======== INPUT MATERIAL
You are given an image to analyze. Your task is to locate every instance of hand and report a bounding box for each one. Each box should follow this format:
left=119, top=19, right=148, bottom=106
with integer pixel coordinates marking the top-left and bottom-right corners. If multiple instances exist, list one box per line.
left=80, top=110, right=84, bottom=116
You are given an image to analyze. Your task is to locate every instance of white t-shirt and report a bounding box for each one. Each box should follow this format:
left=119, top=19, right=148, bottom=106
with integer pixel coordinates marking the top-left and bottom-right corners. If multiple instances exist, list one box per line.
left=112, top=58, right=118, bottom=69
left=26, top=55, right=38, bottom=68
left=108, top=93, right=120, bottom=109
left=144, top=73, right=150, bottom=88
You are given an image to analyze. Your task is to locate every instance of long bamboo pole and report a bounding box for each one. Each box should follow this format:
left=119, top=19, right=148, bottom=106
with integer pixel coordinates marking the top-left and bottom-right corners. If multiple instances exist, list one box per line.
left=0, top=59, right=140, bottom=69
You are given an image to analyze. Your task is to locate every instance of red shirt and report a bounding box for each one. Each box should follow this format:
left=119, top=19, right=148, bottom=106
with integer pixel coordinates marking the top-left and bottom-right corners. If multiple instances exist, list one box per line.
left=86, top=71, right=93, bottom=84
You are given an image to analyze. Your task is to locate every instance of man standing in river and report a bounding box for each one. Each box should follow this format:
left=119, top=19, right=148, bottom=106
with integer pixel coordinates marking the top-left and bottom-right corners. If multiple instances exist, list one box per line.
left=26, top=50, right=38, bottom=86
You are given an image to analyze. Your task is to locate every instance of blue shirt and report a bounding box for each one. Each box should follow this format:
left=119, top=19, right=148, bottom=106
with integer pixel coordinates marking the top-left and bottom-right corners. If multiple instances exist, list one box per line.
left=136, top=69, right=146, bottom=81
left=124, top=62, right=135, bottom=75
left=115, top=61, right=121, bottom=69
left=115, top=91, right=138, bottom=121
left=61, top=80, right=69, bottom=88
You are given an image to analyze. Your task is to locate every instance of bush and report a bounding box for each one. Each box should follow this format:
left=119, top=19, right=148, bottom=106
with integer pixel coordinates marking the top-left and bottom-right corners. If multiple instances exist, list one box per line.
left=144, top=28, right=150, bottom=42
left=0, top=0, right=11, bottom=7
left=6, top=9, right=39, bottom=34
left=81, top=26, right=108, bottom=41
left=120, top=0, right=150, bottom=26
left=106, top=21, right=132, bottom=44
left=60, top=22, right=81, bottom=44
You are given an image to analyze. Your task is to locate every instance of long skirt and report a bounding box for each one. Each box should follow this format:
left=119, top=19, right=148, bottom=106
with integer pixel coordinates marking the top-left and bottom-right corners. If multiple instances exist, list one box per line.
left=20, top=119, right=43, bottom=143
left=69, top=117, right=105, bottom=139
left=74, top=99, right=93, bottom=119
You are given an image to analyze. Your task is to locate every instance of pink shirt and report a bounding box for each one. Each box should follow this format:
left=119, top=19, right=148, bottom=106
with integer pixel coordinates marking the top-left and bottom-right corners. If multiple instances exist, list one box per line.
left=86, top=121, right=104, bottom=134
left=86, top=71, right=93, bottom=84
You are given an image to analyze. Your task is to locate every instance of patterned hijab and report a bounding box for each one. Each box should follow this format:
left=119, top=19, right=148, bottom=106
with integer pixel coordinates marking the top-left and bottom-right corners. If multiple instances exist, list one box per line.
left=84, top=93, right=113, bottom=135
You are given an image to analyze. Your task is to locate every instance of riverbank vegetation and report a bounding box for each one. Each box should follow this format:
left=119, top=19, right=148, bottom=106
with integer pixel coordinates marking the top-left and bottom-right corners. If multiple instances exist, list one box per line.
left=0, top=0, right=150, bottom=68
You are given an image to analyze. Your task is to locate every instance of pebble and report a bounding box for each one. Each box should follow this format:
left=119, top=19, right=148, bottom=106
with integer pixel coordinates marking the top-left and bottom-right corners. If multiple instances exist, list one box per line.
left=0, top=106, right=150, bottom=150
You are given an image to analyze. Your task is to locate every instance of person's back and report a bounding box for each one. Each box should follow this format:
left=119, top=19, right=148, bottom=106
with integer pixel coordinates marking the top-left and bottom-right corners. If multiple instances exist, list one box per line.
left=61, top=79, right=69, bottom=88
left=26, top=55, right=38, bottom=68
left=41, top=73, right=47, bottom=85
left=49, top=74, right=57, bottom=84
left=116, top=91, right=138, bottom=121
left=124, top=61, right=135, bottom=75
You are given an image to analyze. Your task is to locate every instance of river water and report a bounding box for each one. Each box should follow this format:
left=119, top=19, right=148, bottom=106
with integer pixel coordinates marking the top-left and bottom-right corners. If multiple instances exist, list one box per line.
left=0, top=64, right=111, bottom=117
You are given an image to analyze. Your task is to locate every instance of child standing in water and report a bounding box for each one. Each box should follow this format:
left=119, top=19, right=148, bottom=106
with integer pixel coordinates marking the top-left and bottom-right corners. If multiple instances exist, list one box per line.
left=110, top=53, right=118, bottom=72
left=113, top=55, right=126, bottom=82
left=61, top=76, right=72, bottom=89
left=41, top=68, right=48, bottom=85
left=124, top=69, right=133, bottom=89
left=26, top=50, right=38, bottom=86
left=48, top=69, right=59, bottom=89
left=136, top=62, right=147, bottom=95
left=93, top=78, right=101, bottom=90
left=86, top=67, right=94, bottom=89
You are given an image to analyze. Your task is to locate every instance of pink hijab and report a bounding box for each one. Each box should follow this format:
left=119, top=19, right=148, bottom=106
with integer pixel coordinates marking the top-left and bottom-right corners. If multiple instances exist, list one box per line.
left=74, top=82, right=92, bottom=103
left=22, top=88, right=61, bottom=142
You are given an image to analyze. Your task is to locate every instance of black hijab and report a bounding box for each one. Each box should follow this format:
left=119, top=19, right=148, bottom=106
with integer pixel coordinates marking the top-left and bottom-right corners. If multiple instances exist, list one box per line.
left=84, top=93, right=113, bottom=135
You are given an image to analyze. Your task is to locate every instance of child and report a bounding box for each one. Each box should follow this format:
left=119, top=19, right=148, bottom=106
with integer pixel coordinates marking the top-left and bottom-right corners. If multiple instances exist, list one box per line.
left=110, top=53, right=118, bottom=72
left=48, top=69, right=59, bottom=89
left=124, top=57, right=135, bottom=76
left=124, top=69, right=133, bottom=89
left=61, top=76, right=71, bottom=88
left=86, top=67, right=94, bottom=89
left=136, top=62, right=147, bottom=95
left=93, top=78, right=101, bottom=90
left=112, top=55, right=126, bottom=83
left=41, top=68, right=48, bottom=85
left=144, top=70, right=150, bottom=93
================
(WHAT THIS TASK INVOLVES) Please count the lines in the items above that contain the word "shirt", and reply with the number only.

(TASK RESPONSE) 4